[Opening MATERIAL SHOWN section]

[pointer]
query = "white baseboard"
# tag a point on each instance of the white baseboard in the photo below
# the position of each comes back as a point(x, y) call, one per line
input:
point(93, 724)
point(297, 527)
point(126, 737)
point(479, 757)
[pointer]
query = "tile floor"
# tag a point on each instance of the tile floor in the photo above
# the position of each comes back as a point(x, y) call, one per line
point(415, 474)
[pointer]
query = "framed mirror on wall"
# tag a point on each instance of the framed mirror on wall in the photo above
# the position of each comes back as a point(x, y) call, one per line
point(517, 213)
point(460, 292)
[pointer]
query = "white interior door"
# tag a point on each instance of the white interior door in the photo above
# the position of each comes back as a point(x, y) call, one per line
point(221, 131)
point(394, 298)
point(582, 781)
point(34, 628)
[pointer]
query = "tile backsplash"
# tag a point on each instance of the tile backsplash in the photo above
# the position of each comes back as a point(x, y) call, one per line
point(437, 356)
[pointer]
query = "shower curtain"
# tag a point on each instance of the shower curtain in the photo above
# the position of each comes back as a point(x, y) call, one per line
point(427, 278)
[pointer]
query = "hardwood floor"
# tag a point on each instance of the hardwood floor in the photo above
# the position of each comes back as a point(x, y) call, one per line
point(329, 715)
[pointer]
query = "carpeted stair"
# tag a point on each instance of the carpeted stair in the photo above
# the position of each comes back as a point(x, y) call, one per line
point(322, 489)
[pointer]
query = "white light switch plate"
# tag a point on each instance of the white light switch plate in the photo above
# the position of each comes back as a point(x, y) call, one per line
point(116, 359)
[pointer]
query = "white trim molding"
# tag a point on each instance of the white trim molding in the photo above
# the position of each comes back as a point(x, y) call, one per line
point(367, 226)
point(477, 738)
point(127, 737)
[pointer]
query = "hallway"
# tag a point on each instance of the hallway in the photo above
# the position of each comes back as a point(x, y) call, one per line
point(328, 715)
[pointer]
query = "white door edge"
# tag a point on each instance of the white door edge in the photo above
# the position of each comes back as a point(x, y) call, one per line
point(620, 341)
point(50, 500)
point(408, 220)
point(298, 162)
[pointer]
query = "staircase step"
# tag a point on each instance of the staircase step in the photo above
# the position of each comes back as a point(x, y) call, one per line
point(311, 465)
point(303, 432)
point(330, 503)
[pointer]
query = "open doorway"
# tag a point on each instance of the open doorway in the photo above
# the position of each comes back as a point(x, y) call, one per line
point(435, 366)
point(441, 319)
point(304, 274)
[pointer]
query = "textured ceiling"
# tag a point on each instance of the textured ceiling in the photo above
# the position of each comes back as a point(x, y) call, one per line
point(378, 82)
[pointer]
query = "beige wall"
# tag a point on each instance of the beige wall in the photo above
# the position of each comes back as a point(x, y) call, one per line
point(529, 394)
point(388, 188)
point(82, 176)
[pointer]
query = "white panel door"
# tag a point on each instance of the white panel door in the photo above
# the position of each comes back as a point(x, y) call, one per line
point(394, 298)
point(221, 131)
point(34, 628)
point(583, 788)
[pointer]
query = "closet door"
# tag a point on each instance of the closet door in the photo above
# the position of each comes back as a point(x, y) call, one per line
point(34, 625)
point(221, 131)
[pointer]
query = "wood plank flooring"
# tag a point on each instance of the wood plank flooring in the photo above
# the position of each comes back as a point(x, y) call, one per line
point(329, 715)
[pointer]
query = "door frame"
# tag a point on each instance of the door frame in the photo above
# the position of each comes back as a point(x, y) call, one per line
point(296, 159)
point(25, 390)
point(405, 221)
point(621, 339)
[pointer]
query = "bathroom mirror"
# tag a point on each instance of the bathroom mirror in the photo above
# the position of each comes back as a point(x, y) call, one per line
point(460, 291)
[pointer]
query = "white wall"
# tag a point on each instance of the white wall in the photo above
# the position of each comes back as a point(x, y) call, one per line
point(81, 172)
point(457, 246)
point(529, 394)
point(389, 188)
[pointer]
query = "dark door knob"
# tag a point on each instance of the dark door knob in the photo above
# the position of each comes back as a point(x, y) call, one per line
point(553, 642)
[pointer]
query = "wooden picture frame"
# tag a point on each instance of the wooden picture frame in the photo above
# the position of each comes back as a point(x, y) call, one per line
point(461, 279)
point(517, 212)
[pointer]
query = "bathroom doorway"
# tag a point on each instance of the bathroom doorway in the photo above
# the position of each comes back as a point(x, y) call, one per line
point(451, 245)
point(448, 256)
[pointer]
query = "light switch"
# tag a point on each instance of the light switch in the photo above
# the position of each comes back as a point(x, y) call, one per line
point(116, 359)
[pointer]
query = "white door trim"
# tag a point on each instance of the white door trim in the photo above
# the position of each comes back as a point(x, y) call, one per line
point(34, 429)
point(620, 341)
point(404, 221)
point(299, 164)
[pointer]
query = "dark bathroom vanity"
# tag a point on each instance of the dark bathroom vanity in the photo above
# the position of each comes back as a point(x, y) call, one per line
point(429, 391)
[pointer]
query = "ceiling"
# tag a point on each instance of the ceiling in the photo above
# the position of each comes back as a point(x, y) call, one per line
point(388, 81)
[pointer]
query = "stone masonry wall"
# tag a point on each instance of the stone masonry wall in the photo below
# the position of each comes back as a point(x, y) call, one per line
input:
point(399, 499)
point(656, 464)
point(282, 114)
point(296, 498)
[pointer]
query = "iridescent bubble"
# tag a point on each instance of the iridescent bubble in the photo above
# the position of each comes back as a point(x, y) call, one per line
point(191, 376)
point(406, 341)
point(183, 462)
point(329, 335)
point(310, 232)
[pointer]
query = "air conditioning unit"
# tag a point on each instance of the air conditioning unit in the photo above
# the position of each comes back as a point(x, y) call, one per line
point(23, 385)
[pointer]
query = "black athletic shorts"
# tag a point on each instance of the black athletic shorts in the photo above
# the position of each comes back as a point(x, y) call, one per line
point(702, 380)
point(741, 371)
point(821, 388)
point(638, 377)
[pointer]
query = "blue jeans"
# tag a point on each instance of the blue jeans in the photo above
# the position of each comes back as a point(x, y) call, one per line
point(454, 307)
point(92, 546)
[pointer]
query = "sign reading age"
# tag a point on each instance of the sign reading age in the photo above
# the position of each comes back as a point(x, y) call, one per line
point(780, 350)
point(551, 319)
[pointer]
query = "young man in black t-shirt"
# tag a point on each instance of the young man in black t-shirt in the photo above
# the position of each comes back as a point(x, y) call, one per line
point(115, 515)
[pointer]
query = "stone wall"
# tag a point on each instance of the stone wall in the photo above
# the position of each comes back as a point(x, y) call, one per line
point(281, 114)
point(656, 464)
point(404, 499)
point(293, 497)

[Closing MATERIAL SHOWN section]

For the records above, state the count of lines where "vanity" appears, without any other text.

**EXERCISE ANSWER**: 2